--- Your assignment ---
Find the word "rough" below. Copy each line that has it.

╭──

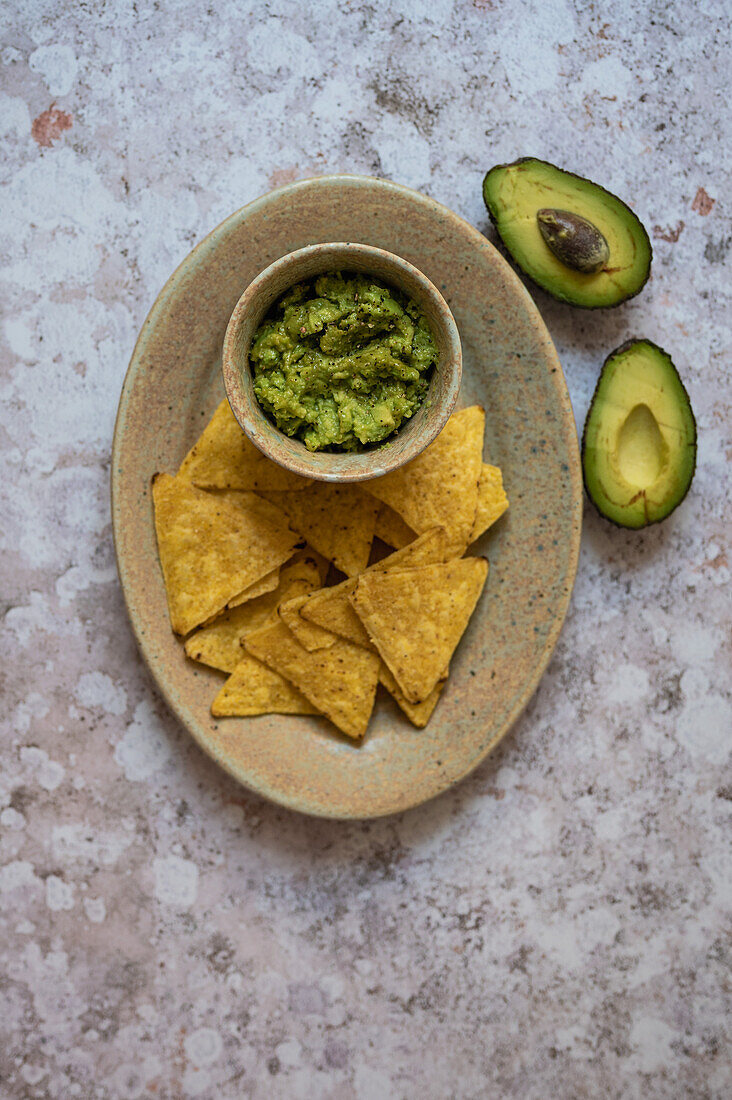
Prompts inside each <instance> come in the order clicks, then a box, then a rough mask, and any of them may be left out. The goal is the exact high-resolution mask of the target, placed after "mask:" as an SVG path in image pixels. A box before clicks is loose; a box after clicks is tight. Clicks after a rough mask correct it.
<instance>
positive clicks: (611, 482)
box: [582, 340, 697, 528]
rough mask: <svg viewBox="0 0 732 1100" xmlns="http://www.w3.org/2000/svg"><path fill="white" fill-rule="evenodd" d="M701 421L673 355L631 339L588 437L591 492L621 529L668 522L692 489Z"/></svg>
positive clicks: (601, 379)
mask: <svg viewBox="0 0 732 1100" xmlns="http://www.w3.org/2000/svg"><path fill="white" fill-rule="evenodd" d="M696 464H697V423H696V420H695V418H693V411H692V409H691V403H690V401H689V395H688V394H687V392H686V389H685V387H684V383H682V382H681V379H680V377H679V374H678V371H677V370H676V367H675V366H674V363H673V362H671V357H670V355H668V353H667V352H665V351H664V349H663V348H659V346H658V344H655V343H653V342H652V341H651V340H629V341H627V343H624V344H622V345H621V346H620V348H618V349H616V350H615V351H613V352H611V354H610V355H609V356H608V359H607V360H605V362H604V364H603V367H602V372H601V374H600V377H599V379H598V385H597V388H596V390H594V396H593V397H592V404H591V405H590V410H589V412H588V414H587V420H586V421H584V431H583V433H582V472H583V475H584V487H586V488H587V493H588V496H589V497H590V500H592V504H593V505H594V506H596V508H597V509H598V511H599V513H600V515H601V516H604V517H605V519H610V520H612V522H613V524H618V525H619V526H620V527H634V528H638V527H647V526H648V525H649V524H658V522H660V520H662V519H665V518H666V517H667V516H668V515H670V513H671V511H673V510H674V508H676V507H678V505H679V504H680V503H681V500H682V499H684V497H685V496H686V494H687V493H688V491H689V486H690V484H691V481H692V478H693V472H695V470H696Z"/></svg>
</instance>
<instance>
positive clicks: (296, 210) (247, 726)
mask: <svg viewBox="0 0 732 1100" xmlns="http://www.w3.org/2000/svg"><path fill="white" fill-rule="evenodd" d="M324 241H357V242H361V243H365V244H374V245H378V246H379V248H381V249H386V250H387V251H390V252H395V253H397V255H401V256H403V257H404V259H405V260H408V261H411V263H413V264H415V266H417V267H418V268H419V270H420V271H423V272H424V273H425V275H427V276H428V277H429V278H430V279H431V281H433V282H434V283H435V284H436V285H437V287H438V288H439V289H440V290H441V292H443V294H444V296H445V298H446V299H447V301H448V305H449V306H450V308H451V309H452V312H454V315H455V318H456V320H457V323H458V328H459V330H460V337H461V340H462V352H463V383H462V390H461V395H460V400H459V404H460V405H470V404H473V403H476V401H478V403H480V404H481V405H483V406H484V408H485V412H487V425H485V459H487V460H488V461H490V462H492V463H494V464H496V465H500V466H501V467H502V470H503V476H504V484H505V487H506V492H507V494H509V498H510V500H511V507H510V509H509V511H507V513H506V514H505V515H504V516H503V517H502V518H501V519H500V520H499V521H498V524H496V525H495V526H494V527H493V528H492V529H491V530H490V531H488V532H487V535H484V536H483V538H482V539H481V540H479V541H478V542H477V543H474V546H473V547H472V548H471V550H470V552H471V553H482V554H487V555H488V558H489V559H490V562H491V571H490V575H489V580H488V584H487V586H485V591H484V593H483V595H482V597H481V601H480V603H479V605H478V607H477V609H476V613H474V615H473V617H472V620H471V623H470V625H469V627H468V630H467V631H466V634H465V636H463V638H462V641H461V643H460V646H459V647H458V650H457V652H456V654H455V658H454V660H452V662H451V667H450V679H449V681H448V684H447V686H446V689H445V691H444V693H443V697H441V700H440V703H439V705H438V706H437V709H436V711H435V714H434V715H433V717H431V719H430V722H429V725H428V726H427V728H426V729H415V728H414V727H413V726H411V725H409V724H408V722H407V720H406V718H404V717H403V715H402V712H401V711H400V709H398V708H397V707H396V704H394V703H393V702H392V700H391V698H390V697H389V696H386V695H382V692H381V690H380V693H379V696H378V701H376V706H375V709H374V713H373V716H372V719H371V725H370V727H369V731H368V734H367V736H365V738H364V741H363V744H362V745H354V744H352V742H350V741H347V740H346V739H345V738H342V737H340V736H339V735H338V734H337V733H335V730H334V727H332V726H330V725H329V723H328V722H326V720H325V719H320V718H305V717H286V716H284V715H266V716H263V717H259V718H223V719H221V718H219V719H215V718H212V717H211V714H210V711H209V707H210V703H211V700H212V698H214V695H215V694H216V692H217V690H218V687H219V685H220V683H221V682H222V675H221V674H219V673H216V672H214V671H212V670H207V669H205V668H204V667H203V665H197V664H194V663H193V662H192V661H189V660H188V659H187V658H186V657H185V654H184V651H183V647H182V645H181V643H179V641H177V640H176V639H175V638H174V636H173V634H172V631H171V627H170V623H168V617H167V609H166V603H165V592H164V590H163V581H162V576H161V571H160V566H159V562H157V552H156V547H155V532H154V527H153V516H152V503H151V495H150V483H151V478H152V476H153V474H154V473H156V472H157V471H168V472H171V473H174V472H175V471H176V469H177V466H178V464H179V462H181V460H182V459H183V456H184V455H185V453H186V452H187V451H188V449H189V447H190V445H192V443H193V442H194V441H195V439H196V438H197V437H198V434H199V433H200V431H201V429H203V427H204V425H205V423H206V422H207V419H208V417H209V415H210V414H211V412H212V410H214V408H215V407H216V405H217V404H218V401H219V400H220V399H221V397H222V394H223V388H222V382H221V363H220V355H221V345H222V341H223V334H225V332H226V328H227V322H228V320H229V317H230V315H231V311H232V309H233V307H234V305H236V304H237V300H238V298H239V296H240V295H241V293H242V289H243V288H244V287H245V286H247V285H248V284H249V283H250V282H251V279H253V278H254V276H255V275H258V274H259V273H260V272H261V271H262V270H263V268H264V267H266V266H267V264H271V263H272V262H273V261H274V260H276V259H277V257H278V256H282V255H284V254H285V253H286V252H292V251H293V250H295V249H299V248H302V246H304V245H306V244H313V243H317V242H324ZM581 502H582V497H581V477H580V465H579V453H578V445H577V433H576V430H575V421H573V417H572V410H571V406H570V403H569V395H568V393H567V387H566V385H565V379H564V375H562V373H561V368H560V366H559V362H558V360H557V355H556V352H555V349H554V345H553V343H551V340H550V338H549V334H548V332H547V330H546V328H545V327H544V323H543V321H542V318H540V317H539V315H538V312H537V309H536V307H535V305H534V303H533V300H532V298H531V297H529V295H528V293H527V292H526V289H525V288H524V286H523V284H522V283H521V282H520V279H518V278H517V276H516V275H515V274H514V273H513V272H512V270H511V268H510V267H509V265H507V264H506V262H505V261H504V260H503V259H502V257H501V256H500V255H499V253H498V252H496V251H495V249H494V248H493V245H492V244H491V243H490V242H489V241H487V240H485V238H484V237H483V235H482V234H481V233H479V232H478V230H476V229H473V228H472V227H471V226H469V224H468V223H467V222H465V221H463V220H462V219H461V218H458V217H457V216H456V215H455V213H452V212H451V211H450V210H448V209H447V208H446V207H444V206H440V205H439V204H438V202H435V201H434V200H431V199H429V198H426V197H425V196H424V195H419V194H417V193H416V191H412V190H409V189H407V188H405V187H400V186H397V185H395V184H391V183H386V182H383V180H378V179H369V178H362V177H357V176H330V177H324V178H320V179H308V180H303V182H301V183H296V184H292V185H289V186H287V187H283V188H281V189H280V190H276V191H273V193H271V194H270V195H266V196H264V197H263V198H261V199H256V200H255V201H254V202H251V204H250V205H249V206H247V207H244V208H243V209H242V210H239V211H238V212H237V213H234V215H232V216H231V217H230V218H228V219H227V220H226V221H225V222H223V223H222V224H221V226H219V227H218V229H215V230H214V232H212V233H210V234H209V237H207V238H206V240H204V241H201V243H200V244H199V245H198V246H197V248H196V249H194V251H193V252H192V253H190V255H189V256H188V257H187V259H186V260H185V261H184V262H183V264H182V265H181V266H179V267H178V270H177V271H176V272H175V274H174V275H173V276H172V277H171V278H170V281H168V283H167V284H166V286H165V287H164V288H163V290H162V292H161V294H160V296H159V298H157V300H156V301H155V305H154V306H153V308H152V310H151V312H150V316H149V317H148V319H146V321H145V323H144V326H143V328H142V331H141V333H140V338H139V340H138V343H136V346H135V349H134V353H133V355H132V361H131V363H130V368H129V371H128V375H127V378H125V381H124V386H123V389H122V396H121V399H120V406H119V411H118V418H117V427H116V431H114V443H113V453H112V515H113V527H114V543H116V548H117V558H118V565H119V573H120V579H121V582H122V587H123V590H124V596H125V599H127V605H128V609H129V613H130V618H131V621H132V627H133V629H134V632H135V636H136V639H138V643H139V646H140V649H141V650H142V654H143V657H144V659H145V661H146V662H148V664H149V667H150V669H151V672H152V674H153V676H154V678H155V680H156V681H157V684H159V686H160V689H161V691H162V692H163V695H164V696H165V698H166V700H167V702H168V704H170V705H171V707H172V708H173V709H174V711H175V713H176V714H177V715H178V717H179V718H181V720H182V722H183V724H184V725H185V726H186V727H187V729H188V730H189V731H190V733H192V735H193V736H194V737H195V739H196V740H197V741H198V744H199V745H200V746H201V748H203V749H204V750H205V751H206V752H208V753H209V756H211V757H212V758H214V759H215V760H216V761H217V762H218V763H219V764H221V767H222V768H225V769H226V770H227V771H228V772H229V773H230V774H231V775H233V777H234V778H236V779H238V780H240V782H242V783H243V784H245V785H247V787H249V788H251V789H252V790H254V791H258V792H259V793H260V794H263V795H265V796H266V798H269V799H272V800H274V801H276V802H280V803H282V804H283V805H286V806H289V807H292V809H294V810H299V811H303V812H305V813H309V814H318V815H323V816H328V817H373V816H378V815H381V814H389V813H395V812H397V811H402V810H406V809H408V807H409V806H414V805H417V804H418V803H420V802H424V801H425V800H426V799H429V798H433V796H434V795H436V794H439V793H440V792H441V791H444V790H446V789H447V788H448V787H451V785H452V783H455V782H457V781H458V780H459V779H461V778H462V777H463V775H466V774H467V773H468V772H469V771H471V770H472V769H473V768H474V767H476V766H477V764H478V763H480V761H481V760H482V759H483V758H484V757H485V755H487V753H488V752H489V751H490V750H491V749H492V748H493V746H494V745H496V742H498V741H499V740H500V739H501V738H502V737H503V736H504V735H505V733H506V731H507V730H509V728H510V727H511V724H512V723H513V722H514V720H515V719H516V718H517V717H518V715H520V714H521V712H522V709H523V707H524V706H525V704H526V703H527V701H528V700H529V697H531V695H532V693H533V692H534V690H535V687H536V685H537V683H538V680H539V678H540V675H542V672H543V671H544V669H545V667H546V664H547V661H548V659H549V656H550V653H551V650H553V648H554V646H555V642H556V639H557V636H558V634H559V629H560V627H561V623H562V620H564V617H565V613H566V610H567V604H568V602H569V595H570V592H571V587H572V583H573V580H575V572H576V568H577V555H578V549H579V537H580V525H581Z"/></svg>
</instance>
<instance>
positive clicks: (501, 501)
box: [470, 462, 509, 542]
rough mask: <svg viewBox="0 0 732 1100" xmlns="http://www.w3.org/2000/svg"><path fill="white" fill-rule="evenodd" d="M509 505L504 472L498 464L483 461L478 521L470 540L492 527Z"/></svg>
mask: <svg viewBox="0 0 732 1100" xmlns="http://www.w3.org/2000/svg"><path fill="white" fill-rule="evenodd" d="M507 507H509V497H507V496H506V495H505V493H504V491H503V474H502V473H501V471H500V470H499V467H498V466H489V464H488V462H483V466H482V470H481V473H480V482H479V484H478V508H477V509H476V522H474V524H473V528H472V533H471V536H470V541H471V542H474V541H476V539H478V538H480V536H481V535H482V533H483V532H484V531H487V530H488V528H489V527H491V526H492V525H493V524H494V522H495V520H496V519H499V518H500V516H502V515H503V513H504V511H505V510H506V508H507Z"/></svg>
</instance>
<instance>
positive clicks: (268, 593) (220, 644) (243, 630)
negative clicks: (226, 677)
mask: <svg viewBox="0 0 732 1100" xmlns="http://www.w3.org/2000/svg"><path fill="white" fill-rule="evenodd" d="M318 583H319V576H318V568H317V565H316V563H315V562H314V561H312V560H308V559H302V560H297V559H294V560H293V561H292V562H288V563H287V564H286V565H283V566H282V574H281V581H280V585H278V586H277V588H276V590H275V591H274V592H267V593H265V594H264V595H262V596H260V597H259V598H256V599H250V601H249V602H248V603H245V604H242V605H241V606H240V607H234V608H232V609H231V610H228V612H225V613H223V615H219V616H218V617H217V618H215V619H214V621H212V623H211V625H210V626H204V627H201V628H200V629H199V630H196V632H195V634H192V635H190V637H189V638H187V639H186V641H185V642H184V648H185V651H186V653H187V654H188V657H189V658H190V659H192V660H194V661H200V662H201V664H209V665H210V667H211V668H212V669H221V671H222V672H233V670H234V669H236V667H237V664H239V662H240V661H241V658H242V656H243V649H242V648H241V639H242V638H243V636H244V635H245V634H251V632H252V630H259V629H260V627H263V626H266V625H267V624H269V623H276V620H277V607H278V605H280V604H281V603H283V602H284V601H288V599H293V598H294V597H295V596H303V595H306V594H307V593H308V592H313V590H314V588H317V586H318Z"/></svg>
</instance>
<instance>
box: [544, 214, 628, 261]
mask: <svg viewBox="0 0 732 1100" xmlns="http://www.w3.org/2000/svg"><path fill="white" fill-rule="evenodd" d="M536 220H537V222H538V227H539V232H540V234H542V237H543V238H544V241H545V242H546V244H547V248H549V249H550V250H551V252H553V253H554V255H555V256H556V257H557V260H559V261H560V263H562V264H565V265H566V266H567V267H571V268H572V271H576V272H581V273H582V274H583V275H596V274H597V273H598V272H599V271H602V268H603V267H604V266H605V264H607V263H608V261H609V260H610V248H609V245H608V242H607V241H605V239H604V237H603V235H602V233H601V232H600V230H599V229H598V228H597V226H593V224H592V222H591V221H589V219H588V218H582V217H581V216H580V215H578V213H572V212H571V210H554V209H551V208H548V207H545V208H544V209H542V210H539V211H538V212H537V215H536Z"/></svg>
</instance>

╰──

--- Output of the task ---
Prompts inside each <instance> come in the order clicks, then a box, then a rough mask, and any of them may be left out. The goal is the exact high-resolution mask of the target, placed after "mask:" as an SVG path in image pixels. A box before clicks is loose; a box after clicks is tight. Clicks after a rough mask correct it.
rough mask: <svg viewBox="0 0 732 1100" xmlns="http://www.w3.org/2000/svg"><path fill="white" fill-rule="evenodd" d="M701 421L673 355L631 339L588 437L591 492L621 529L668 522L692 489Z"/></svg>
rough mask: <svg viewBox="0 0 732 1100" xmlns="http://www.w3.org/2000/svg"><path fill="white" fill-rule="evenodd" d="M509 505L504 472L498 464L483 461L478 521L470 540L492 527Z"/></svg>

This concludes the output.